◆ Apply what you read ◆
1 > From the last paragraph of the text on dye sensitized solar cells, list each structural component of the cell.
2 > Answer these questions from the text on dye sensitized solar cells:
(a) Which type of solar cell occupies most of the current solar cell market?
(b) What semiconductor substance are the nanoparticles mainly made of?
(c) For which kinds of light does the porous layer give relatively high power generation efficiency?
3 > Write the next part of the text on dye sensitized solar cells, picking up after its final sentence.

◆ Text block ◆
★ ★ ★ ★

Dye sensitized solar cell (DSC or DSSC) is pollution-tree clean technology which generates electric power by converting light energy into electrical energy as application of the principle of photosynthesis in plants. It has emerged as a prime alternative to overcome limits of silicon solar cell which occupies most of the current solar cell market.
The characteristics of dye sensitized solar cell are the capability of realizing the various colors by using the variety of dyes, and using effectively the spectrum of sunlight.
In addition, dye sensitized solar cell is formed of porous photocathode layer and therefore exhibits relatively high power generation efficiency for scattered light as well as direct sunlight, resulting in the large amount of power generation.
Dye sensitized solar cell has the structure of nanoparticles adsorbed to transparent electrodes coating a transparent glass, herein the nanoparticle is semiconductor substance, mainly TiO2. The nanoparticle is coated with dye polymer as mono-layer. Principle is that the dye absorbs light, generating electrons, and generated electrons are carried to electrode by nanoparticles resulting in the electric current flow.

★ ★ ★ ★

◆ Data provided ◆
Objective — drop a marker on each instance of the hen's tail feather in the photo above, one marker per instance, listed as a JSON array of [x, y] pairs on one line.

★ ★ ★ ★

◆ Written answers ◆
1 >
- Transparent glass
- Transparent electrodes coating the glass
- Nanoparticles of a semiconductor substance, mainly TiO2, adsorbed to the electrodes
- Dye polymer coated on the nanoparticles as a mono-layer

2 >
(a) The silicon solar cell.
(b) TiO2.
(c) Scattered light as well as direct sunlight.

3 >
In general, electrode of dye sensitized solar cell is prepared by preparing TiO2 nanoparticles, preparing TiO2 nanoparticle paste by adding the solvent to the TiO2 nanoparticles, preparing nanoporous TiO2 layer by applying the TiO2 nanoparticle paste on the substrate and sinitering by heat treatment at the high temperature of around 400-500, and then depositing dye layer on the TiO2 layer by dipping the substrate in dye.
Preparation method of TiO2 nanoparticle based on sol-gel process is the most typical and effective method which prepares nano-size titanium dioxide economically due to a simple process. Nano-size TiO2 can be prepared as the particles with a variety of forms such as spheres, rods, tubes, wires, platelets, porous and aerogel by sol-gel method. The characteristics of prepared titanium dioxide are known to be significantly affected by pH, presence of catalyst, temperature, and the properties of precursor and the like.
TiO2 sol is prepared by dispersing titanium isopropoxide and titanium butoxide of appropriate molar ratio in IPA and adding the mixed solution of H2O, HNO3, IPA followed by reacting. TiO2 sol, prepared as mentioned above, requires the high temperature calcination by high-temperature heat treatment in order to form nanoporous as described above. A high temperature calcination method has high energy cost and accompanies inconvenience in the process.
In addition, the conventional method of preparing electrode for dye sensitized solar cell requires separate dye adsorption process after deposition of TiO2 nanoparticles and therefore accompanies complexity of the process.
In addition, in order to increase the power generation efficiency of the solar cells, it is necessary to improve energy conversion efficiency of titanium dioxide paste for dye sensitized solar cell.
Therefore, the method for preparing low temperature curable TiO2 nanoparticle paste is required. Also, the method for preparing titanium dioxide paste for dye sensitized solar cell, which can improve energy conversion efficiency and requires no separate dye adsorption process, is required.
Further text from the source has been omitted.